In der Bücher-Nische

von Juliane Schader 26. September 2012

Bücher aus kleinen Verlagen gibt es bislang meist als Bückware. Aus der Nische und in die Regale bringt sie nun ein Laden in der Göhrener Straße: Werke aus 75 Verlagen zum Stöbern und Kennenlernen. 

Das einzige, das noch fehlt, sind die Preisschilder. „Da bin ich noch nicht zu gekommen“, sagt Gerrit Schooff. Die Bücherregale sind gefüllt, das Lesepult arrangiert, der Tisch mit den Empfehlungen des Hauses ist gedeckt, und sogar die Leuchtreklame funktioniert und proklamiert in beißendem Weiß „Lies weiter“. Nur bei der Kleinigkeit mit den entstehenden Kosten muss der frisch gebackene Buchhändler noch nachbessern. Aber sein Laden „Das besondere Buch“ hat ja auch erst am Samstag in der Göhrener Straße eröffnet.

Eigentlich ist Schooff Verleger im Dittrich-Verlag. Seit 22 Jahren veröffentlicht das kleine Unternehmen Bücher, die eben nicht wie Harry Potter oder 50 Shades of Grey sind. Da auch andere Verlage im deutschsprachigen Raum gute Arbeit machen, aber es dennoch gegen die Bestseller schwer haben, ist Schooff auf die Idee gekommen, ihnen in den eigenen Räumen eine Plattform zu bieten. 75 von ihnen sind nun jeweils mit ihren zehn Lieblingswerken im kleinen Verkaufsraum von „Das besondere Buch“ vertreten. Ordentlich aufgereiht füllen sie nun die weißen Regale, sortiert nicht nach Genre oder Thema, sondern nach Verlagshaus.

 

Ein Showroom für die Kleinen

 

„Uns geht es vor allem darum, einen Showroom für unabhängige Verlage zu schaffen und die Wahrnehmung für sie schärfen“, erklärt Schooff. Zudem soll sich der Laden als Ort des Austausches zwischen den Unternehmern etablieren. Um wirkliche Konkurrenten zu sein, dafür seien sie alle viel zu klein und der Markt zu groß, meint er. Daher sei er bei seiner Suche nach Büchern für den Laden auch überall offene Türen eingerannt.

Auf den ersten Blick sieht es in dem Verkaufsraum aus wie in jeder mit Liebe vom Inhaber geführten Buchhandlung, von denen es in Prenzlauer Berg ja einige gibt: Die Wände sind komplett mit Bücherregalen bedeckt, es gibt eine Empfehlungsecke, ein Sessel steht fürs intensive Schmökern bereit. Auch beim genaueren Blick auf die Regale fällt erstmal nicht auf, was an diesen Büchern so besonders ist – außer vielleicht, dass sie zum großen Teil tatsächlich einfach ziemlich schön aussehen. Statt dessen gibt es Kinderbücher, Romane, Comics, wie überall. Denn besonders bedeutet in diesem Fall nicht besonders abwegig und nur für besonders spezielle Interessen. Sondern einfach, dass diese Bücher in der Masse des Marktes sonst meist untergehen.

## DATENSATZ
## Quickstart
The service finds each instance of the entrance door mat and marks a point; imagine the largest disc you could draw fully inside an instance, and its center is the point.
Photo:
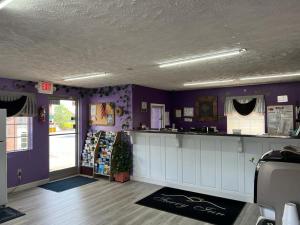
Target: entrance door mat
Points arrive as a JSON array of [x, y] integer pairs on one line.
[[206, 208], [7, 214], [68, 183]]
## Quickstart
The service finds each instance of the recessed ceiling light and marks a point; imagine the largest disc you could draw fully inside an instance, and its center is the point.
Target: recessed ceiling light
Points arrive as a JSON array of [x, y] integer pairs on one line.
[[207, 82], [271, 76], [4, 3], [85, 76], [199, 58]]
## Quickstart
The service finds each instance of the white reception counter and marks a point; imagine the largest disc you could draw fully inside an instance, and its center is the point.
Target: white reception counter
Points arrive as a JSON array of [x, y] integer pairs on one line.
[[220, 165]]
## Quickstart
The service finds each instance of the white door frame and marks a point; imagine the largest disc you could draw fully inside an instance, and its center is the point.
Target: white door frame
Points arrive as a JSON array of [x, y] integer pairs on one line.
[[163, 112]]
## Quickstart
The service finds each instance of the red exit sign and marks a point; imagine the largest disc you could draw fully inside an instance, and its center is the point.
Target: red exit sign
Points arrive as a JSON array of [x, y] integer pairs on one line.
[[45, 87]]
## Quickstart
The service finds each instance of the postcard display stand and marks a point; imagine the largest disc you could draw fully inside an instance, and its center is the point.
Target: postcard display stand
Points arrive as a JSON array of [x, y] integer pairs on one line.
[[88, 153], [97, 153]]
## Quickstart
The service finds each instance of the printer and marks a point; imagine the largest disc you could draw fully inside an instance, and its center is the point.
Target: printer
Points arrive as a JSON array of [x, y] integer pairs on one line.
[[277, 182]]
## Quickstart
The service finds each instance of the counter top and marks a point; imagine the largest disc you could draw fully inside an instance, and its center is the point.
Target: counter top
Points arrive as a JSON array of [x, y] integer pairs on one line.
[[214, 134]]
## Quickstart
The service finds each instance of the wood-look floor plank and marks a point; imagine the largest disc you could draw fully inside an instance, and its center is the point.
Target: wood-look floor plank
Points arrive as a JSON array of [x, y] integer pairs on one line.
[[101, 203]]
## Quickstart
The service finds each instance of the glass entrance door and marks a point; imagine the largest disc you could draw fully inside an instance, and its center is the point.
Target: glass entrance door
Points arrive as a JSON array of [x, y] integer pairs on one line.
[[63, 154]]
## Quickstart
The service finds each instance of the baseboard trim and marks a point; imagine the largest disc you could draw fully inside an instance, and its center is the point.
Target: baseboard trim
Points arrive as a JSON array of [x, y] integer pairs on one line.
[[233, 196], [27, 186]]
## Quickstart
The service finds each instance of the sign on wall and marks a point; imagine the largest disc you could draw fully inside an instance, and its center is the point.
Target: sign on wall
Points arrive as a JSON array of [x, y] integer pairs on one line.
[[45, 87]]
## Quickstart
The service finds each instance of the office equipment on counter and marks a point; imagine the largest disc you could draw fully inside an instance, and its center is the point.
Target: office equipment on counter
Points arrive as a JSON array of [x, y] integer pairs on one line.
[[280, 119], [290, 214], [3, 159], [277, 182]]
...
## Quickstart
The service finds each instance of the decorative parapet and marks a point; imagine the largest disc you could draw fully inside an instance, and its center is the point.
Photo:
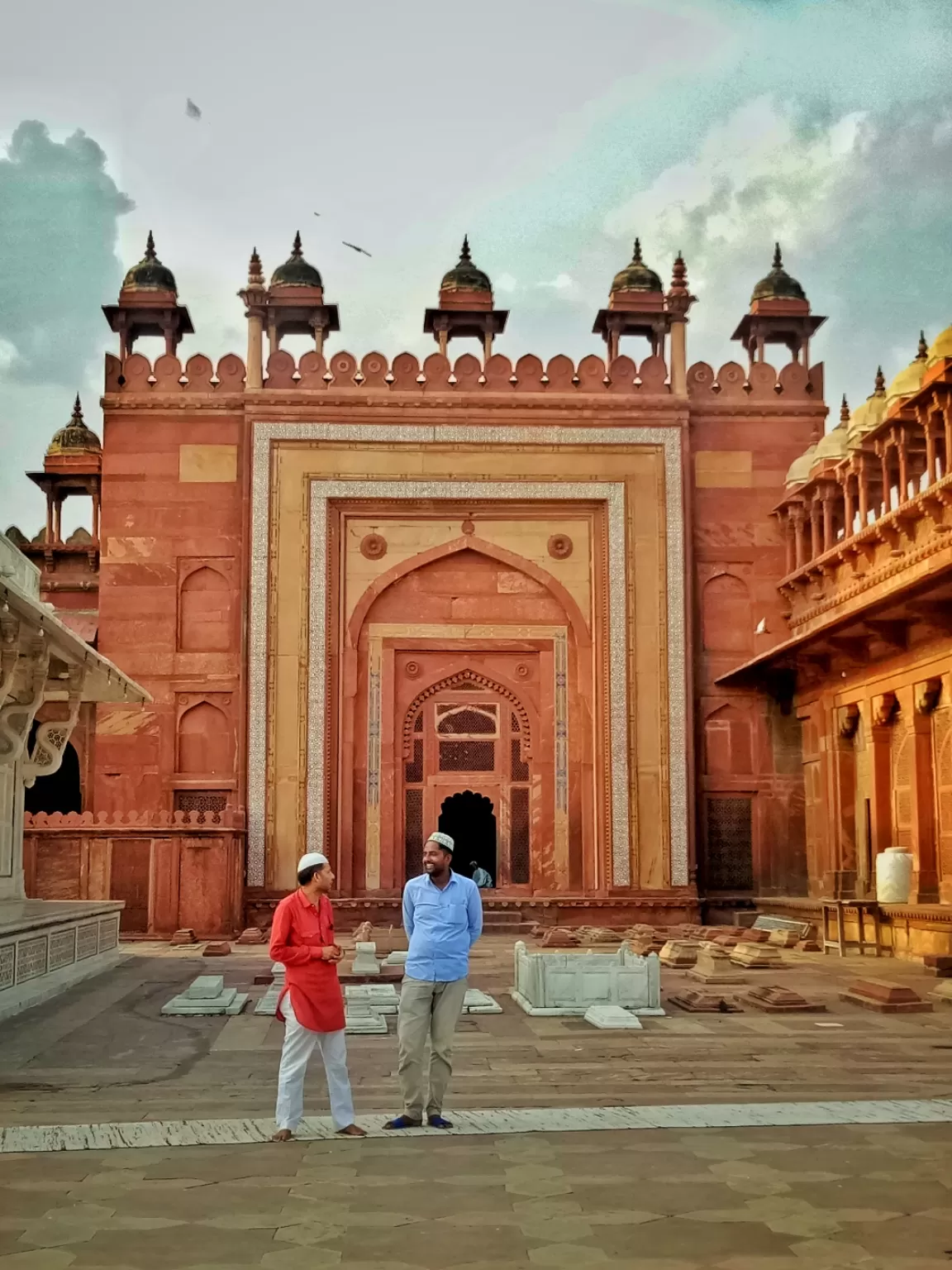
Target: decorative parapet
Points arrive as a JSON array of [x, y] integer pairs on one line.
---
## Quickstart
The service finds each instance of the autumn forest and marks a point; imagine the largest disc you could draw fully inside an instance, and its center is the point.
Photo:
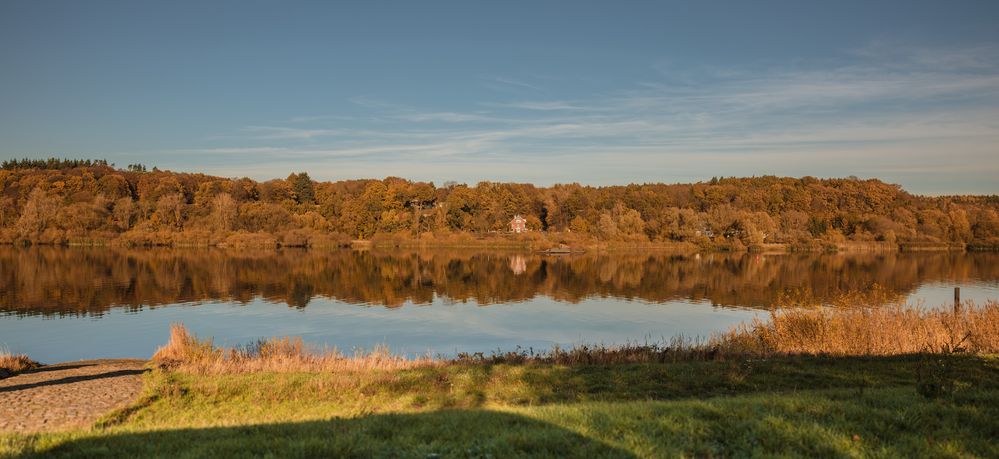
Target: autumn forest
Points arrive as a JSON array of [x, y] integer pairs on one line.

## AUFGABEN
1. Aus wie vielen Verlagen stammen laut dem Text über die Buchhandlung die Bücher im Laden?
2. Stimmen diese Aussagen mit dem Text über die Buchhandlung überein? Antworte jeweils mit Ja oder Nein und zitiere die entscheidenden Worte. (a) Die Bücher stehen nach Genre sortiert in den Regalen. (b) Der Dittrich-Verlag veröffentlicht seit 22 Jahren Bücher. (c) Die Preisschilder sind schon angebracht.
3. Schreib den Text über die Buchhandlung nach seinem letzten Satz weiter.

## ANTWORTEN
1. Aus 75 Verlagen.

2.
(a) Nein: „sortiert nicht nach Genre oder Thema, sondern nach Verlagshaus“
(b) Ja: „Seit 22 Jahren veröffentlicht das kleine Unternehmen Bücher“
(c) Nein: „Das einzige, das noch fehlt, sind die Preisschilder.“

3.
 

Auch aus Gifkendorf bei Lüneburg kommt Preis-Verdächtiges

 

„Dass die Bücher der kleineren Verlage nicht in den Bestseller-Listen landen, ist keine Frage der Qualität, sondern der fehlenden PR-Maschine“, meint Schooff. Als Beweis zieht er „Der Schwur des Barbaren“ des algerischen Autors Boualem Sansal aus dem Regal. Der Politkrimi, der im Vorbeigehen mal eben 40 Jahre algerische Geschichte vermittelt, ist im Merlin-Verlag aus Gifkendorf bei Lüneburg erschienen und wurde im vergangenen Jahr mit dem Friedenspreis des Deutschen Buchhandels ausgezeichnet. Anders hätte er es niemals in die Regale der Thalias und Hugendubels des Landes geschafft. „Diese versteckte Qualität der kleinen Verlage wollen wir sichtbar machen“, sagt Schooff. 

Damit die Leser den Weg in die Göhrener Straße auch finden, sollen zusätzlich Veranstaltungen angeboten werden. „Neben klassischen Programm mit Lesungen werden wir Literaturkritiker einladen, ihre Lieblingsbücher vorzustellen“, erzählt Rebecca Ellsäßer, die für die Pressearbeit zuständig ist. Auch andere Buchhändler seien da herzlich willkommen, sich über die Programme der kleinen Verlage zu informieren. Schließlich sehe man sich da nicht als Konkurrenz, sondern eher als Ergänzung.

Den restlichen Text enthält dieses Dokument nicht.